When the line containing "the white house." is reached, begin reproducing lines exactly and continue through the last line of the records below.

++++ Given information

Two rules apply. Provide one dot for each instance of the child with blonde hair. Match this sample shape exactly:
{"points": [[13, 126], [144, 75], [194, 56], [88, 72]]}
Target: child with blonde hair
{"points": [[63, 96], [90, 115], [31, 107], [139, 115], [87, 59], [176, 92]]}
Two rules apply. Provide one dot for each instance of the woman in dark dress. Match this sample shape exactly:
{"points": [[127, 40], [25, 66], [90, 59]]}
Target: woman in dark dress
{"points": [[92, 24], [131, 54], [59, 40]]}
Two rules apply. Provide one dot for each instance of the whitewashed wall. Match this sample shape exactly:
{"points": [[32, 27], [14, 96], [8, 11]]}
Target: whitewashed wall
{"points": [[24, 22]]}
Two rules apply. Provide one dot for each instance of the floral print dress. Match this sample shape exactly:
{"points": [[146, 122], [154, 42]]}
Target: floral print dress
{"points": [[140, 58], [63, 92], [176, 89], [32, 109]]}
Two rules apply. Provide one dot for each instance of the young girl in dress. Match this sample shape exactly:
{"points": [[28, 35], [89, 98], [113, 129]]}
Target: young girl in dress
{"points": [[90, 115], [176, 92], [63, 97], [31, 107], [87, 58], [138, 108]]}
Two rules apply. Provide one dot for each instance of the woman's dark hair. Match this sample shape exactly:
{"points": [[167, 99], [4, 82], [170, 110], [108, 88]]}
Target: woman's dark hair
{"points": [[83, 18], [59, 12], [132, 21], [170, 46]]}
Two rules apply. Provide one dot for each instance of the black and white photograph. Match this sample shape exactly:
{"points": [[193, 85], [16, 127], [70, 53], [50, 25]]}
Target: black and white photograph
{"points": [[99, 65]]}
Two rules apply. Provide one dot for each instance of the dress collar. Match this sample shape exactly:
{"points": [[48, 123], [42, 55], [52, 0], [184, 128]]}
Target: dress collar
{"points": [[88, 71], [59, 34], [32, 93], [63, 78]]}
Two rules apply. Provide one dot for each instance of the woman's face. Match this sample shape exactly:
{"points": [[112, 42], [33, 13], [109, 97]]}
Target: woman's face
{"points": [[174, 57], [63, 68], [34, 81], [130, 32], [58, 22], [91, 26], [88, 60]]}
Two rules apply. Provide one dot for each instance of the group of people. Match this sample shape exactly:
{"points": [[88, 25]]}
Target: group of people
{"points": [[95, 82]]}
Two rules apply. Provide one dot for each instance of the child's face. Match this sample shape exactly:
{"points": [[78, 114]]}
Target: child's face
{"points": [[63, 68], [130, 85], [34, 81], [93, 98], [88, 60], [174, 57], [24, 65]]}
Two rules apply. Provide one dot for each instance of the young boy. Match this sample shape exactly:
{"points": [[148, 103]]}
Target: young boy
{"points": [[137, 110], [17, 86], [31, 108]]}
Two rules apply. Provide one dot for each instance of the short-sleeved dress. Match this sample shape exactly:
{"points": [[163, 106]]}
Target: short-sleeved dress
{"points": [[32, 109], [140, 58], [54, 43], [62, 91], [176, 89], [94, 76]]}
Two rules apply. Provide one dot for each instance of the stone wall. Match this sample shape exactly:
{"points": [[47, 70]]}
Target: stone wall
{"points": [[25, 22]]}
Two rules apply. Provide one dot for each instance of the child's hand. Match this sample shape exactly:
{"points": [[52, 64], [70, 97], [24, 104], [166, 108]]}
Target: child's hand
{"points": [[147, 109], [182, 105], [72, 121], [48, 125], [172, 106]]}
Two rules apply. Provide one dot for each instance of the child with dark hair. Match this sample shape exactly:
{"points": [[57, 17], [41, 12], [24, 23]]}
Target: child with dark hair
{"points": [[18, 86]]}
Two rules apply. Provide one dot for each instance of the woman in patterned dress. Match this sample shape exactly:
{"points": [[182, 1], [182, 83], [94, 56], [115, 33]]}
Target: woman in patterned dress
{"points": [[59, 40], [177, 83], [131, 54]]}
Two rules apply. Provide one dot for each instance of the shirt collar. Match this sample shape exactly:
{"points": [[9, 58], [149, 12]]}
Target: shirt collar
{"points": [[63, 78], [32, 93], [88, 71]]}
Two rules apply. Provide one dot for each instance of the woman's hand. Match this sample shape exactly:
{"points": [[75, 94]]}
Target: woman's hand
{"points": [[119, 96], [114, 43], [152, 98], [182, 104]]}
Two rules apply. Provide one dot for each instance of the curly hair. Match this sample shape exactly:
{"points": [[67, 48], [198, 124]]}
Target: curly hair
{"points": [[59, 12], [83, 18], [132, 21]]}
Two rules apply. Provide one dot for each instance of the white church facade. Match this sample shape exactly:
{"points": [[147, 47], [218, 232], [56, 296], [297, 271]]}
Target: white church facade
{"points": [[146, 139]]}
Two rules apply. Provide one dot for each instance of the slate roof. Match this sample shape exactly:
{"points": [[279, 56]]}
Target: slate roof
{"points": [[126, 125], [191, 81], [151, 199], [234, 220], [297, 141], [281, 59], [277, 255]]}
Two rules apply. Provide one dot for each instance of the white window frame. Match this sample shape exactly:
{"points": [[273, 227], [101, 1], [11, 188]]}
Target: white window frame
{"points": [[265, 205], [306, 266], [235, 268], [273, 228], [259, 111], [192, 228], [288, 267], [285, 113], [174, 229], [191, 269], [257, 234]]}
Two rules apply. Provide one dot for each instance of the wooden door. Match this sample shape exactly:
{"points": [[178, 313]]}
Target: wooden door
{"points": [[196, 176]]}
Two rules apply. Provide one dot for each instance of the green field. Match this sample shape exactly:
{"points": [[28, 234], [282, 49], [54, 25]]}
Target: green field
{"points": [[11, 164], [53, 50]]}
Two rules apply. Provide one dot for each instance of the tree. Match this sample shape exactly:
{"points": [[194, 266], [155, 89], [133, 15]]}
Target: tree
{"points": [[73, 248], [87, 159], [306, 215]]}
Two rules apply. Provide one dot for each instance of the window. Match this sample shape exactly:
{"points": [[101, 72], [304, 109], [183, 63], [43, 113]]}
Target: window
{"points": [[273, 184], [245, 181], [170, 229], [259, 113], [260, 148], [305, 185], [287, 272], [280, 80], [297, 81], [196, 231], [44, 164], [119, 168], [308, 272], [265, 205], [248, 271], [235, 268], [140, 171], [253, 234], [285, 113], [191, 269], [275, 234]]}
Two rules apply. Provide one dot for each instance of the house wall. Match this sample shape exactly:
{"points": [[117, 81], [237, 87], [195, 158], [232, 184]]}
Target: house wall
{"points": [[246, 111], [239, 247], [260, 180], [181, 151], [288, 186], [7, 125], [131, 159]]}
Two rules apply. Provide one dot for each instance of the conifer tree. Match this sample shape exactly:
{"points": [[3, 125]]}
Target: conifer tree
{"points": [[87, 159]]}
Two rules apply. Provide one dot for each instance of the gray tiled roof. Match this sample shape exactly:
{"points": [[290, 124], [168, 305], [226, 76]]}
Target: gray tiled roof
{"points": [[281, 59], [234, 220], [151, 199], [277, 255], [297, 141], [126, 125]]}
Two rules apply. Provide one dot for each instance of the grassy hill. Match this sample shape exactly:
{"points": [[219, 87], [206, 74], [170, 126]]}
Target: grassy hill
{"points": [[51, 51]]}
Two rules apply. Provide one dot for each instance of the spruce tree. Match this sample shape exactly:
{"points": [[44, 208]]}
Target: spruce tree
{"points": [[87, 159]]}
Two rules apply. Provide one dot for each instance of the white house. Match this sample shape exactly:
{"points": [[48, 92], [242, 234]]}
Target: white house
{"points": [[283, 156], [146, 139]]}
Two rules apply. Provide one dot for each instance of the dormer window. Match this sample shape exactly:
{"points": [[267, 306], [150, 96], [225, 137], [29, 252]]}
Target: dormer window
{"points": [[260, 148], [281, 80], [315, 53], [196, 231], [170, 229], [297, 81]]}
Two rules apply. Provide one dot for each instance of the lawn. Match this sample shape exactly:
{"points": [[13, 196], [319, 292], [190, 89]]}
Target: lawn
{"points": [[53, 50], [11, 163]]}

++++++++

[Response area]:
Two rules apply. Provide one dot for each instance of the white house. Match this sample shape exactly:
{"points": [[48, 92], [242, 234]]}
Target: white house
{"points": [[283, 156], [146, 139]]}
Two rules apply. Provide one dot for each instance of the dormer window. Match this sample shape exactly:
{"points": [[267, 306], [150, 96], [225, 137], [29, 252]]}
Target: dormer window
{"points": [[260, 148], [281, 80], [315, 53], [196, 231], [170, 229], [297, 81]]}
Two rules apply. Provide one dot for each instance of the lawn. Match this sample shape exactly:
{"points": [[13, 196], [319, 292], [190, 89]]}
Target: lawn
{"points": [[53, 50], [11, 163]]}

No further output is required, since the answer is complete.